§ PROVIDED PASSAGE

You give a prompt. The model searches its training data for the most probable continuation. Its training objective is to maximize next-token prediction accuracy. Asking a question means halting that prediction. That contradicts the training objective.
This property is an advantage when generating content. It’s a disaster in requirements engineering.
The fuzzier and more incomplete your requirement, the more detail the AI fills in. That detail doesn’t come from what you want. It comes from what’s statistically most common in the training data. By the time you notice the drift, hundreds of lines of code are already written.
AI has no intrinsic motivation to ask “what do you mean?” You have to close the gaps upstream. Not ambiguity — absence. What you don’t write, the AI invents.
The GEAR Protocol: A Structured Method Born from Failure
GEAR stands for Git-backed Error Analysis & Reflection. It wasn’t planned from the start. It was forced out by the four failures of v1.
V1 had a single agent role. All logic crammed into one 371-line SKILL.md. After the failure, I split it into four files: routing logic stayed in SKILL.md (84 lines), reflection launch moved to REFLECT.md, review to REVIEW.md, and the subagent analysis protocol to REFLECTOR.md. Each file loads only in its own scenario.
Splitting files solved context pollution. But a deeper problem remained: who writes the rules, who reviews them, who consumes them — these role responsibilities were undefined. After the split, I realized I needed a protocol to define the relationships between roles. That’s where GEAR started.
GEAR’s core is the PAC model (Production-Audit-Consumption) and the Δ decision factor. PAC separates three roles completely: Production (R) writes rules but doesn’t judge them, Audit (C) reviews rules but doesn’t modify them, Consumption (L) applies rules but doesn’t audit them. The Δ factor determines review level based on confidence, risk weight, and historical data — new rules require mandatory human review, with gradual automation as sufficient data accumulates. This mechanism addresses rule quality management[4].
But GEAR governs error reflection workflows. It doesn’t prescribe how to write requirements. The tdd-pipeline project[5] uses User Stories with Given-When-Then acceptance criteria, plus core/secondary priority levels, at the requirements stage. That’s independent of GEAR’s PAC/Δ model.
This article is about requirement gaps. GEAR’s value here isn’t in directly guiding requirement writing. Its value is the lesson it taught: without a structured protocol, AI fills in the blanks the easiest way it can. That lesson applies equally at the requirements layer.
How to Write Requirements That Leave No Room for Guessing
V1 had a one-line requirement. What should a structured requirement document include? Working backward from the v1 failures, at least four parts.
Take the reflection trigger feature as an example.
The Vague Version
“When a user corrects an AI mistake, the system should prompt the user to start a reflection workflow.”

§ DATA BLOCK
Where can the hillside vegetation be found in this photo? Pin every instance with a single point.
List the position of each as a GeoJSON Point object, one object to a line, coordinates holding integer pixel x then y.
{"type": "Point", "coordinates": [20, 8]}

§ TASK LIST
a - Write out the passage on AI requirement gaps between "You give a prompt." and "the training objective.", inclusive.
b - According to the passage on AI requirement gaps, what does GEAR stand for?

§ ANSWERS GIVEN
a -
You give a prompt. The model searches its training data for the most probable continuation. Its training objective is to maximize next-token prediction accuracy. Asking a question means halting that prediction. That contradicts the training objective.

b - Git-backed Error Analysis & Reflection